WHAT THE EXERCISE ASKS
Within the entries below, how many lines carry the word "negative"? State the number and stop.

RECORDS FOR PROCESSING

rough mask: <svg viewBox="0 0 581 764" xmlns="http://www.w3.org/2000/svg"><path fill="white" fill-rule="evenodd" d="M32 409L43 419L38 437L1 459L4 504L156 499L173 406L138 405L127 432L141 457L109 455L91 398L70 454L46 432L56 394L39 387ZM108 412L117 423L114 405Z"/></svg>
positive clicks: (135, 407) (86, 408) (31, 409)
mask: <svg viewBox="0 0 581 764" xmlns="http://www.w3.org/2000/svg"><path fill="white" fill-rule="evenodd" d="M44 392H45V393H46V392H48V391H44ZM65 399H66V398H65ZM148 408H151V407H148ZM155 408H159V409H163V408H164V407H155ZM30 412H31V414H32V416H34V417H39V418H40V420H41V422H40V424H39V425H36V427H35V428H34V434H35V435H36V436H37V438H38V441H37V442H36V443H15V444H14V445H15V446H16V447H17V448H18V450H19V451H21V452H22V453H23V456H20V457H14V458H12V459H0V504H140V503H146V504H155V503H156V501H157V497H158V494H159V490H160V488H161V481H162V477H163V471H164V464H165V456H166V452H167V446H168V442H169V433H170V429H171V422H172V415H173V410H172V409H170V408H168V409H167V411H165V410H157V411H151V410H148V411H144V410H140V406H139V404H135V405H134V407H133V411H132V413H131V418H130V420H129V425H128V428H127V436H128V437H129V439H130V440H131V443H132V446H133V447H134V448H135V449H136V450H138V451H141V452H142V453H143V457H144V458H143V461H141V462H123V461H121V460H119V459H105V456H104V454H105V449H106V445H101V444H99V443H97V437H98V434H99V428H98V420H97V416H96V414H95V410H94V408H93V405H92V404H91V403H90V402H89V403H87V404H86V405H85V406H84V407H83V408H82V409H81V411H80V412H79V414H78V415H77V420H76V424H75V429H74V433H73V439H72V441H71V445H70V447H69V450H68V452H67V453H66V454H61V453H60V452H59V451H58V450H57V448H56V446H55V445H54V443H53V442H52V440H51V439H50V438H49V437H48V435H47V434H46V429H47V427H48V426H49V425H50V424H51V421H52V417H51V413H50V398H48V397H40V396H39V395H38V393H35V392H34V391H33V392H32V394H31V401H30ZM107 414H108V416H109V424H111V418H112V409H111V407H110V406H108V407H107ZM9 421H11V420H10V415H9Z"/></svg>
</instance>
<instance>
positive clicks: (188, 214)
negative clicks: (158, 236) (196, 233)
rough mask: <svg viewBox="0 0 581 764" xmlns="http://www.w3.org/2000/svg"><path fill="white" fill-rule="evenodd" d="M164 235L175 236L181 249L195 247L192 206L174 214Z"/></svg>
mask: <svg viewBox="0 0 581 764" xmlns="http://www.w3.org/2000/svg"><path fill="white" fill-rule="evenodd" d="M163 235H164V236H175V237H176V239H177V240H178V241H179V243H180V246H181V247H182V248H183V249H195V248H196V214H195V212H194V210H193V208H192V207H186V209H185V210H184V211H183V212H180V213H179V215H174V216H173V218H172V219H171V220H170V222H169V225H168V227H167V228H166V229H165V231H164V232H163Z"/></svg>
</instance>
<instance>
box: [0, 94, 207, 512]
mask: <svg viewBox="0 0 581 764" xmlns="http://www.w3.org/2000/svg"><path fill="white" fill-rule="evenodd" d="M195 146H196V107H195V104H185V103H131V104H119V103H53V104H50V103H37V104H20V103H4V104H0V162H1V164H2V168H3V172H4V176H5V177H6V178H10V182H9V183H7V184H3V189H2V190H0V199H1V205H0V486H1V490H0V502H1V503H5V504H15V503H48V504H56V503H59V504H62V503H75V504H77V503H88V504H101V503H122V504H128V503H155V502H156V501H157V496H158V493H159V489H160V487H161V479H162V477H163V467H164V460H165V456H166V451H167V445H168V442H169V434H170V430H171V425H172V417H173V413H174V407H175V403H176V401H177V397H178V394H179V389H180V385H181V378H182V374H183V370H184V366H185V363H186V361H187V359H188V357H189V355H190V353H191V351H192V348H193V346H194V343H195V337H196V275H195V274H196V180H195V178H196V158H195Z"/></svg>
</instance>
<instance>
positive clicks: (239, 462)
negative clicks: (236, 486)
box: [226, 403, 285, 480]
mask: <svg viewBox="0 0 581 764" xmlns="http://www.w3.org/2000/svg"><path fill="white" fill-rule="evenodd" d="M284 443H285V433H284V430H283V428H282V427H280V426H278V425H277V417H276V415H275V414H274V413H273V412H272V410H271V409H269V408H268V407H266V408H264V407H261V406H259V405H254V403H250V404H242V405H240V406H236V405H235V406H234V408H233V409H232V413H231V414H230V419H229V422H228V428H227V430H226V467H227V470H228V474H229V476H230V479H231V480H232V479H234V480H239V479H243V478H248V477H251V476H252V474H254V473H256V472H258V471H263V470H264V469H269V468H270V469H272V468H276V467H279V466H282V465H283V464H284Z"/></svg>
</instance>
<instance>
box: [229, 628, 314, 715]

RESULT OF THIS TASK
2